**Dataset**.
────

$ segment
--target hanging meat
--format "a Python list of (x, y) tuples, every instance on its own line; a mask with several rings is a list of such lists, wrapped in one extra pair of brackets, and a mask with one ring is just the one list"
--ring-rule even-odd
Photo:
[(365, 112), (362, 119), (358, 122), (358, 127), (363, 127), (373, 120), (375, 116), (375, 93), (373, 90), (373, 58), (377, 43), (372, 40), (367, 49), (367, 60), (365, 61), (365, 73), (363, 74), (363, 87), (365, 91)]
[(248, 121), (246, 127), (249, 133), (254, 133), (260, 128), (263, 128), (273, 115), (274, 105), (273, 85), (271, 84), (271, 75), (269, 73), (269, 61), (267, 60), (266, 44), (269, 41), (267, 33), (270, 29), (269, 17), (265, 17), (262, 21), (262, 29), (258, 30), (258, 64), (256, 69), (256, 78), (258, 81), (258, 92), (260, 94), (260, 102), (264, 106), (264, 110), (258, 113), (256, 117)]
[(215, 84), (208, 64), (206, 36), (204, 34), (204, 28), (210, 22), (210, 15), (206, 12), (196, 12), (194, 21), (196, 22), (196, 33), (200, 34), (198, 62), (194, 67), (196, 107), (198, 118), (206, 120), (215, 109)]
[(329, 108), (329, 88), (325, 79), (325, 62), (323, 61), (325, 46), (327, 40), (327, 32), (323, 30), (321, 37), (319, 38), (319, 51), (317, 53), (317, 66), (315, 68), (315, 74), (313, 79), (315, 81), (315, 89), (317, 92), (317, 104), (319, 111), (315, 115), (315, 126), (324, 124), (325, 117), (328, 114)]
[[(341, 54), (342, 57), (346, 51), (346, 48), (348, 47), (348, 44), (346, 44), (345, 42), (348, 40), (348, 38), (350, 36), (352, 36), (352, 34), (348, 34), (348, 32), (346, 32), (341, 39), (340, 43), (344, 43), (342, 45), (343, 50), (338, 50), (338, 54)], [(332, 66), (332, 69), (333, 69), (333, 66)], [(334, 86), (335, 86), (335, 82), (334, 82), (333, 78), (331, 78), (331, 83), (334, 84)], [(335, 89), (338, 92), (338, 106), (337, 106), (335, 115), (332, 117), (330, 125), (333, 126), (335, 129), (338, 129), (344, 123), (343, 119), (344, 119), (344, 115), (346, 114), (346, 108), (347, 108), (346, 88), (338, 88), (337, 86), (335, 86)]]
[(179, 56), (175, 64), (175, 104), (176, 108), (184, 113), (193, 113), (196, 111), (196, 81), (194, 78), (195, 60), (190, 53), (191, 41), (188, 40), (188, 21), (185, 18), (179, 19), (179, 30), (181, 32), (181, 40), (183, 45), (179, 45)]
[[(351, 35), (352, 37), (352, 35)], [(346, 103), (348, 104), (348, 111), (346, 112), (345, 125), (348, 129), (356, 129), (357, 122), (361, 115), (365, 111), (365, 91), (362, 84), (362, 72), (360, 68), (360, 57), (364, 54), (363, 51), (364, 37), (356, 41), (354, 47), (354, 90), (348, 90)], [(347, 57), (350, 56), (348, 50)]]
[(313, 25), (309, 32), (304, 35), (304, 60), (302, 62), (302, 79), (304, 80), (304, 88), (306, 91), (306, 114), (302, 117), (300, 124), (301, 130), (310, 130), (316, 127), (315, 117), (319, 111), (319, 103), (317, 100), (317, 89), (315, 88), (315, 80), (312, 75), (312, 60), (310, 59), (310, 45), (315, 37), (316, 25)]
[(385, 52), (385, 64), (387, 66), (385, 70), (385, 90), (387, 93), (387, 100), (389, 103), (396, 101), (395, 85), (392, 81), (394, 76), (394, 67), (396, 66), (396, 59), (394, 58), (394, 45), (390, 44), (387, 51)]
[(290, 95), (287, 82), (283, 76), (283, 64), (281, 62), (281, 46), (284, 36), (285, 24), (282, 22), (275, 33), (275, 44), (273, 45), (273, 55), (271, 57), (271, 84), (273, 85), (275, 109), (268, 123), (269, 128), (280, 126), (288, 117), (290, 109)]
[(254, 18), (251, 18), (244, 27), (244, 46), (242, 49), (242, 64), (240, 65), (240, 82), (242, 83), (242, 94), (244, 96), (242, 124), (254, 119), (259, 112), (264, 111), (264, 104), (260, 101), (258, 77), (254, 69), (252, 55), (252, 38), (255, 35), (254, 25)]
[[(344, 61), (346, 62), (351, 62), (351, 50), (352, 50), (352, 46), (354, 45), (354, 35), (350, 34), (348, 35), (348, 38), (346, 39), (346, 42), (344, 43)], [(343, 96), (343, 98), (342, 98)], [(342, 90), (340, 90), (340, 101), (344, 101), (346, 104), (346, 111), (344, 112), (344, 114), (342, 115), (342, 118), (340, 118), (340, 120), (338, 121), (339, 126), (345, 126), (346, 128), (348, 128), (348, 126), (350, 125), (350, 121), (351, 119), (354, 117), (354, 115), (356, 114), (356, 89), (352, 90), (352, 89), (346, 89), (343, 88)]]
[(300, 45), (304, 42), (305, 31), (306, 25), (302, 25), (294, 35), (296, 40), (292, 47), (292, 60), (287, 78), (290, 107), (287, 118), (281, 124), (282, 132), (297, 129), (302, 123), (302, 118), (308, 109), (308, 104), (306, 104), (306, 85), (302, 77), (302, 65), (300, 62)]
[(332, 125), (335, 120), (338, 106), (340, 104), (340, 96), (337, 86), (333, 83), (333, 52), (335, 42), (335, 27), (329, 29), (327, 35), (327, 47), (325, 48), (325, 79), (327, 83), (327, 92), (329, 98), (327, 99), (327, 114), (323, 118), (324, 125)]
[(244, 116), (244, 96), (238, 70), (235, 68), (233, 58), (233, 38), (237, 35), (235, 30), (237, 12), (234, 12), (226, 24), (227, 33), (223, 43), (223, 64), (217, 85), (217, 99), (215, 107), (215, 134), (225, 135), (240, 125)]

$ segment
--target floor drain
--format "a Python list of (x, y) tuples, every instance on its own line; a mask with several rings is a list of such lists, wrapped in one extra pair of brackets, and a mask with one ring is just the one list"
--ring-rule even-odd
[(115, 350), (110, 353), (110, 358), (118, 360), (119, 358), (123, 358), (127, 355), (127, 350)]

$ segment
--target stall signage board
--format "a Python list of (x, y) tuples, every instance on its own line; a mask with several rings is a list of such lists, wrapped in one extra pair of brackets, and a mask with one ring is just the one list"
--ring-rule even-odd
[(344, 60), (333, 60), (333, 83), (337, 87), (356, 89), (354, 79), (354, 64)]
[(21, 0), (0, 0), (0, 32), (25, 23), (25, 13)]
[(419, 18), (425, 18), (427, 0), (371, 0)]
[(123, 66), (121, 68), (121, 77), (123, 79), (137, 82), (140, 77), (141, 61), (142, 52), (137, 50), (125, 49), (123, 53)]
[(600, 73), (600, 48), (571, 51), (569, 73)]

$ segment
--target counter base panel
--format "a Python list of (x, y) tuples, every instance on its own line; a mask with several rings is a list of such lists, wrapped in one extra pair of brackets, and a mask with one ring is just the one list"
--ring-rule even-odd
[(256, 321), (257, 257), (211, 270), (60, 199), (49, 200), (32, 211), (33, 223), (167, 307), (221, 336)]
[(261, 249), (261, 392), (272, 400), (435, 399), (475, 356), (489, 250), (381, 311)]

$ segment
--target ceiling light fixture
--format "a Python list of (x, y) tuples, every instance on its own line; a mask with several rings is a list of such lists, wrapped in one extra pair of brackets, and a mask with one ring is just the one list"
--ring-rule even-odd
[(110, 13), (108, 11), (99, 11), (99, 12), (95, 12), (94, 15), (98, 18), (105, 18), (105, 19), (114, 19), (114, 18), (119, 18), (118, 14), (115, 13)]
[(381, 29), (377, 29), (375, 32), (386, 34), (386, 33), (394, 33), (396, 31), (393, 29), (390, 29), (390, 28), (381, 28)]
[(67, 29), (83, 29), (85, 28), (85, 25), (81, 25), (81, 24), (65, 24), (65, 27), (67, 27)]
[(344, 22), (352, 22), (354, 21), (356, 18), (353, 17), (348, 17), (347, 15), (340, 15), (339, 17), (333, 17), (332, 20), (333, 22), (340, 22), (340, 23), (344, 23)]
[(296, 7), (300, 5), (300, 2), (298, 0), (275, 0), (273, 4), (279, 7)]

────

**What is asked**. In the records above, starting at the beginning and ending at the line containing "87), (365, 91)]", change "hanging meat" to "smoked sausage" and give those lines again with nothing else altered.

**Answer in full**.
$ segment
--target smoked sausage
--format "a Python list of (x, y) tuples, every instance on its own line; a mask with several rings is a list of such lists, wrapped in one extra pair of brackets, and a mask with one ring is just the one list"
--ring-rule even-odd
Photo:
[(365, 112), (362, 119), (358, 122), (358, 127), (363, 127), (373, 120), (375, 116), (375, 93), (373, 90), (373, 58), (377, 43), (372, 40), (367, 49), (367, 60), (365, 61), (365, 73), (363, 74), (363, 87), (365, 91)]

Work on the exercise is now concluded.